Position identification records
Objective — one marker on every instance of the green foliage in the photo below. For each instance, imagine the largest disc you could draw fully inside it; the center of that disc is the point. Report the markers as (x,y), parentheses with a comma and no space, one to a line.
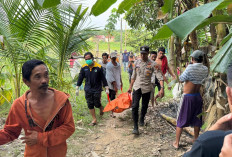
(164,33)
(112,21)
(49,34)
(226,38)
(103,46)
(126,5)
(143,14)
(46,3)
(215,19)
(168,6)
(101,6)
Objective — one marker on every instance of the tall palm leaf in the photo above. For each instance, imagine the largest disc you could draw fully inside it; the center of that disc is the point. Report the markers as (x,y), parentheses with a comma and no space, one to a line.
(66,35)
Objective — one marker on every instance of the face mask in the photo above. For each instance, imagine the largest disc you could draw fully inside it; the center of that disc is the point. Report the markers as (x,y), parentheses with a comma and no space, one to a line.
(89,62)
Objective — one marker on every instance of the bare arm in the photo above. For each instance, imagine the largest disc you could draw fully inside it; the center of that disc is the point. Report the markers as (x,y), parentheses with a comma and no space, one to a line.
(171,73)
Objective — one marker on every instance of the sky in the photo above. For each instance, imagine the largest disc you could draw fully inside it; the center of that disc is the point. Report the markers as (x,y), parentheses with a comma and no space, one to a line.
(101,20)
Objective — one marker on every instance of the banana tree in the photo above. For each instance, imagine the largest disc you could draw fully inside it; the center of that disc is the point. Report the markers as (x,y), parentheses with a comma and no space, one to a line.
(30,31)
(21,32)
(195,19)
(66,35)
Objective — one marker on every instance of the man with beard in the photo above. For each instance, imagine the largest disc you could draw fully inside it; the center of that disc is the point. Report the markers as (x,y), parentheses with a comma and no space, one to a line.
(113,77)
(44,113)
(141,83)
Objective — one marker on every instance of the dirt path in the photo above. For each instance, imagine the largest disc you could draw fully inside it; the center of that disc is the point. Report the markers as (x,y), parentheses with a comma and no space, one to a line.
(112,137)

> [GOAL OF THE EXERCISE] Leaving the pictures aside, transcribe the entire listing exactly.

> [EXERCISE SOLUTION]
Objective — one marker on every instance of the green foliage in the photo below. For each instance, imagine the largest disc you could draw fully inside it; the center of that disc is the point. Report the markers as (x,y), parentheses with a comma and no space, one to a line.
(164,33)
(112,21)
(49,34)
(226,38)
(103,46)
(126,5)
(143,14)
(46,3)
(215,19)
(168,6)
(101,6)
Objective — one marker on every instance of the tall palm leaf in the photo above. For each instance, imagine the largest disc you could draw fully inside it; the center of that disc is the point. Report the markers as (x,y), parentheses with a comma and no space, one to a line.
(66,35)
Objective — one marker on every instance of the face mask in the photo above. For each instance, imagine the largest disc you could draw fully inside it; the center of that disc is the point. Report the markers as (x,y), parentheses with a comma and no space, one to a line.
(89,62)
Objective — one marker on every instance of the bare arm in the photo above. For each instance, imagine the largest disc you could draw fully inside it; the center of that disc is the point. Report the markers as (x,y), parentheses with a comma and no space, one to a line.
(171,73)
Objective — one marker on every instance of the sky in the photo above. For each instance, imagine the largest disc you could draw fully inside it; the center of that disc is the point. Report the markers as (x,y), parentheses with a comma and no space, one to a line.
(101,20)
Objective — one marker on every instance of the banana tree in the photo above. For each instance, imagine the largest disc you could draw fully inside it; the center of that disc is the point. Report the markers as (x,y), parentheses with a comma and no space, one to a line.
(30,31)
(21,32)
(195,19)
(66,35)
Objective — one marker on every instance of the man with beard in the photo above. For each instance, imagine the largest disc you could draw fully inside it; the center of that disc is the point. Report the markers as (x,y), parentheses with a comma and no space, one to a line.
(113,77)
(44,113)
(141,83)
Objective — one marker on every instance of the dirt path in the photo above. For each instance, imagine the largest disc you could draw fully inside it; the center of that disc is the point. Report the markers as (x,y), parentheses with a comma and no space, one to a line.
(112,137)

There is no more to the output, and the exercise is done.